--- BEGIN Raw records ---

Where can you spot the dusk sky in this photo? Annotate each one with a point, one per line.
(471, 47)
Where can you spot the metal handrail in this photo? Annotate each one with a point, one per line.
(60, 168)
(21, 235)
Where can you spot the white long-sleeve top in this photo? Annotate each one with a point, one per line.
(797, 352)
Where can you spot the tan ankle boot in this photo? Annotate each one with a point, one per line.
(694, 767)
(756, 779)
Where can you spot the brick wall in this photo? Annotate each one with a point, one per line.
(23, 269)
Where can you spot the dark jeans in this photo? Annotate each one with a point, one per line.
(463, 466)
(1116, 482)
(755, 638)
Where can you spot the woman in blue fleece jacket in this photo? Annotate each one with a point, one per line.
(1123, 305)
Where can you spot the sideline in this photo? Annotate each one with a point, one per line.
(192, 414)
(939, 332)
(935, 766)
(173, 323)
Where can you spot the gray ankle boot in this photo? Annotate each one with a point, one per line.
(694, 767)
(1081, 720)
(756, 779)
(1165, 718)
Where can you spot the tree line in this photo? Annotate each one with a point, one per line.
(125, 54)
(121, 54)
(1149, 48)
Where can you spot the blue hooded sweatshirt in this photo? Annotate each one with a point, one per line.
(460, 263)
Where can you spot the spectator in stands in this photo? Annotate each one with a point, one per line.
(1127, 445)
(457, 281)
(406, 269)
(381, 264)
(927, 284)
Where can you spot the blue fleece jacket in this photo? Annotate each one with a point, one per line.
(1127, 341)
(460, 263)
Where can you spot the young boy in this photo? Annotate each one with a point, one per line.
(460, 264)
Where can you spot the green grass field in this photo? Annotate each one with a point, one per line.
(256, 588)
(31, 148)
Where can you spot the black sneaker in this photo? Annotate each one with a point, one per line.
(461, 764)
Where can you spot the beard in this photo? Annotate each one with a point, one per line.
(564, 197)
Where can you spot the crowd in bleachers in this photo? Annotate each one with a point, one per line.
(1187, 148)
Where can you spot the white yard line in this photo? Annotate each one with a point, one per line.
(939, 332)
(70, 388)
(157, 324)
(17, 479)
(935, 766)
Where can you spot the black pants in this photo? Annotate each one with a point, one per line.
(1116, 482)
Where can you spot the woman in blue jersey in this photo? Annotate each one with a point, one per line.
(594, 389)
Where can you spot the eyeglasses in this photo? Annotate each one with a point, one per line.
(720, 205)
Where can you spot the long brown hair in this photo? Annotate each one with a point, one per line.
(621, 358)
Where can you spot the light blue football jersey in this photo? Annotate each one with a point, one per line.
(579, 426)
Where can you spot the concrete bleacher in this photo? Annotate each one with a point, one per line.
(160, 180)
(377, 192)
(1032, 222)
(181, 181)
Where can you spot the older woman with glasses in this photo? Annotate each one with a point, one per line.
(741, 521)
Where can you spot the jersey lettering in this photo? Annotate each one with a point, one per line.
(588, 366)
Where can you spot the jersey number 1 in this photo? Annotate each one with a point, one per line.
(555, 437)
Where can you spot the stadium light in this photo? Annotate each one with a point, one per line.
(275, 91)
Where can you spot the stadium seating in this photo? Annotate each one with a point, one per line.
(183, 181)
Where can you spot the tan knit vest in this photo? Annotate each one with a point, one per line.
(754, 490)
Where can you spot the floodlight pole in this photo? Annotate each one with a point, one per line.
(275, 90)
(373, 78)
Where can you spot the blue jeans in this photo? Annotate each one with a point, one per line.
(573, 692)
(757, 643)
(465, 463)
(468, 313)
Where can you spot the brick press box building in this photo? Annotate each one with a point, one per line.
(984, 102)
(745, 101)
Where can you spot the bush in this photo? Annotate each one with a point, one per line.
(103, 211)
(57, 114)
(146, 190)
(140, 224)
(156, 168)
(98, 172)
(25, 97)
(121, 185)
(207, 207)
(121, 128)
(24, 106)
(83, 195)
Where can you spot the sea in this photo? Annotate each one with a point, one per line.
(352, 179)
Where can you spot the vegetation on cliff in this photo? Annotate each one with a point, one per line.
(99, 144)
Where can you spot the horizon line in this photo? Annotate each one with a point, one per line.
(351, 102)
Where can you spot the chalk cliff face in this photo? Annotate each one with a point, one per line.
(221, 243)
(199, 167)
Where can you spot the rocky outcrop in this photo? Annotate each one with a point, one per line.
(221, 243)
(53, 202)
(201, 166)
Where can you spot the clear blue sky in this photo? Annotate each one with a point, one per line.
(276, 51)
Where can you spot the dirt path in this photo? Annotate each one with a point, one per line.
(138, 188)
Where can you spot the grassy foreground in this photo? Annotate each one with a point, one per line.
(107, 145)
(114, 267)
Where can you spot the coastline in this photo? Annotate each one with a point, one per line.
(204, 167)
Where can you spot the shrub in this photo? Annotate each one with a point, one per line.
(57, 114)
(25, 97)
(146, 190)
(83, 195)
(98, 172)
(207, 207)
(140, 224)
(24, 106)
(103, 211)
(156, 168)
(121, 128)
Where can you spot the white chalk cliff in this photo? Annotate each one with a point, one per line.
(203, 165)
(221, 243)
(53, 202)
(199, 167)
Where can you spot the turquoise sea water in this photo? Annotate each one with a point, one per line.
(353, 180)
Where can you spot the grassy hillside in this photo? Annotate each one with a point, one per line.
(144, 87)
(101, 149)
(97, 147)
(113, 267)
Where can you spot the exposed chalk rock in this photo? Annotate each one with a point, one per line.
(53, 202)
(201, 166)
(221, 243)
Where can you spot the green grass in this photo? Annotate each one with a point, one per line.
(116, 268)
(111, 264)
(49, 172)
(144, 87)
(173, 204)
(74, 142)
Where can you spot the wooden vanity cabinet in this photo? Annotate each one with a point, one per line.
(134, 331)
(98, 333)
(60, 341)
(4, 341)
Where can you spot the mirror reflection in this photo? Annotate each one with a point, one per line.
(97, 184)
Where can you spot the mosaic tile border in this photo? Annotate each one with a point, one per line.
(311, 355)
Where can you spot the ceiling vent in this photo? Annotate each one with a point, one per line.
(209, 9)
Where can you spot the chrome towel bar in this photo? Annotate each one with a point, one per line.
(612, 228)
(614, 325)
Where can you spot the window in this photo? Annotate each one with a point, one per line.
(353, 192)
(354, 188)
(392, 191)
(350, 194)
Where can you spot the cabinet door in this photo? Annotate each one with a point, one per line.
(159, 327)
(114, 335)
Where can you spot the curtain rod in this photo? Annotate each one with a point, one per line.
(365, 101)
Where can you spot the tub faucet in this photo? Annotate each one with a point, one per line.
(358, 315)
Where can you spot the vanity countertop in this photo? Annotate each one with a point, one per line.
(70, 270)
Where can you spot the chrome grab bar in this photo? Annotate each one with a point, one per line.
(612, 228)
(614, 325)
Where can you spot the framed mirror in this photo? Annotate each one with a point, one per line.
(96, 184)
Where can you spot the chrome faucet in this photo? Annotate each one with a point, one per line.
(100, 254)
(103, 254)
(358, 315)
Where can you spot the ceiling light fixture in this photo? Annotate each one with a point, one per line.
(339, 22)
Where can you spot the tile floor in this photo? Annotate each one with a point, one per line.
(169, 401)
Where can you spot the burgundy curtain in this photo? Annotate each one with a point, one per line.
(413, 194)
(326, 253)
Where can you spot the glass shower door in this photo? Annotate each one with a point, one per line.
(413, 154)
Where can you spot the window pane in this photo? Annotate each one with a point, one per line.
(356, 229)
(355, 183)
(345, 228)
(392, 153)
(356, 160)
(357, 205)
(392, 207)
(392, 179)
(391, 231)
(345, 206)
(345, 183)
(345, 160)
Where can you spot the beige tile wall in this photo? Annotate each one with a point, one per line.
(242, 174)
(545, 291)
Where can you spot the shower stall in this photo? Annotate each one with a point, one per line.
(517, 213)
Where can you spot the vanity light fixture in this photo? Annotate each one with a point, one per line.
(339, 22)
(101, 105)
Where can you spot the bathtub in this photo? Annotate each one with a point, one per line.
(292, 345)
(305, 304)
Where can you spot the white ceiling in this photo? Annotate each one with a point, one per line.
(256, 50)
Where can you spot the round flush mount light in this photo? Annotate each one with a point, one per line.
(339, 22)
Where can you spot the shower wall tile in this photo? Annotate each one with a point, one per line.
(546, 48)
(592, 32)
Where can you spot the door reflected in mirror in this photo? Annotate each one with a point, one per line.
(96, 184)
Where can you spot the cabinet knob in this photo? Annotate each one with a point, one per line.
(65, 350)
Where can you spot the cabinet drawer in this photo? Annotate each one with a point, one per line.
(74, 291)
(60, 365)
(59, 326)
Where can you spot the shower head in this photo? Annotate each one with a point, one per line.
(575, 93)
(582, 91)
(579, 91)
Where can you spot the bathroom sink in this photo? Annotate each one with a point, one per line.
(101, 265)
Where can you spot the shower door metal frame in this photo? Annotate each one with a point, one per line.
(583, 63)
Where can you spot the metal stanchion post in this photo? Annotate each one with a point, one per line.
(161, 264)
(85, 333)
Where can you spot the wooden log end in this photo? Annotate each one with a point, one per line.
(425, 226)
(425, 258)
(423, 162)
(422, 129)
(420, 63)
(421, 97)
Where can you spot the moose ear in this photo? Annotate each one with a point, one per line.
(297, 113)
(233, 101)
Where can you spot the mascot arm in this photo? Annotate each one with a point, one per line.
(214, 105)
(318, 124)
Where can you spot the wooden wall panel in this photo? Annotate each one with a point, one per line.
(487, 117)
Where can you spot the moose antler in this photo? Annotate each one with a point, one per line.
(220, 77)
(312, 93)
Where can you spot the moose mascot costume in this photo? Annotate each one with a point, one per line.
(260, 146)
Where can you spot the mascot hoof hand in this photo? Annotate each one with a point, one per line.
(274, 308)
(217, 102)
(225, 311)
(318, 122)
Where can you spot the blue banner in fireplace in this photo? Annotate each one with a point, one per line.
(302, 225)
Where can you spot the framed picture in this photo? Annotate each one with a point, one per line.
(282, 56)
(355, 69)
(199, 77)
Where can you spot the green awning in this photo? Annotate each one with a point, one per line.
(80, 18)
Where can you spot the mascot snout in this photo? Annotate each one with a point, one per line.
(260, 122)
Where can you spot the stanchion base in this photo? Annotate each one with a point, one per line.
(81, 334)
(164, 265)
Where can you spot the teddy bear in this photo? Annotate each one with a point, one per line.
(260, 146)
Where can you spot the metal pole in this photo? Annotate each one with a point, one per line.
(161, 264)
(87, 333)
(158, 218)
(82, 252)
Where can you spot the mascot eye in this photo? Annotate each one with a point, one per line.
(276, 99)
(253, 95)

--- END Raw records ---

- **Task goal**
Set down exactly what runs from the line with "Where can you spot the shower door" to the last line of the data above, including both of those lines and no others.

- **The result**
Where can you spot the shower door metal frame in this photo? Annotate each one with a point, one per line.
(583, 63)
Where can you spot the metal stanchion post in this photo? Annotate each one with a point, one per line.
(161, 264)
(85, 333)
Where can you spot the wooden log end in this photo? Annotate each one with a point, one per line.
(425, 226)
(425, 258)
(423, 162)
(422, 129)
(420, 63)
(421, 97)
Where can you spot the moose ear in this photo? Annotate each one with a point, one per line.
(297, 113)
(233, 101)
Where can you spot the mascot arm in this photo? Annotate each one with a point, one per line.
(214, 105)
(318, 124)
Where can you spot the wooden wall panel in this photo? Annotate each one with a point, one per line.
(487, 117)
Where can you spot the moose antler in this photo? Annotate each one with a point, one per line.
(220, 77)
(312, 93)
Where can you spot the moose mascot costume in this photo? Annotate each one with a point, one per line.
(260, 146)
Where can you spot the mascot hoof hand in this photo? Annotate each one with a point, one per line.
(274, 308)
(217, 102)
(225, 311)
(318, 122)
Where can you spot the blue banner in fireplace in this photo? Annotate each one with a point, one per line.
(302, 225)
Where can you spot the framed picture in this photo? Annotate each one with a point, one per line.
(282, 56)
(355, 69)
(199, 77)
Where can you spot the green awning in this photo? Annotate each one with a point, one per line.
(80, 18)
Where can you spot the mascot snout in this photo? Annotate each one with a point, one per line.
(260, 122)
Where can you spot the stanchion base in this photo? Annotate each one with a point, one per line.
(81, 334)
(164, 265)
Where can you spot the teddy bear in this photo? Annotate each one with a point, one per line.
(260, 146)
Where can you spot the metal pole in this photo? Annotate each one with a point, one per line.
(161, 264)
(87, 333)
(158, 218)
(82, 252)
Where can you spot the mascot eye in this photo? Annotate each one with a point, one per line.
(276, 99)
(253, 95)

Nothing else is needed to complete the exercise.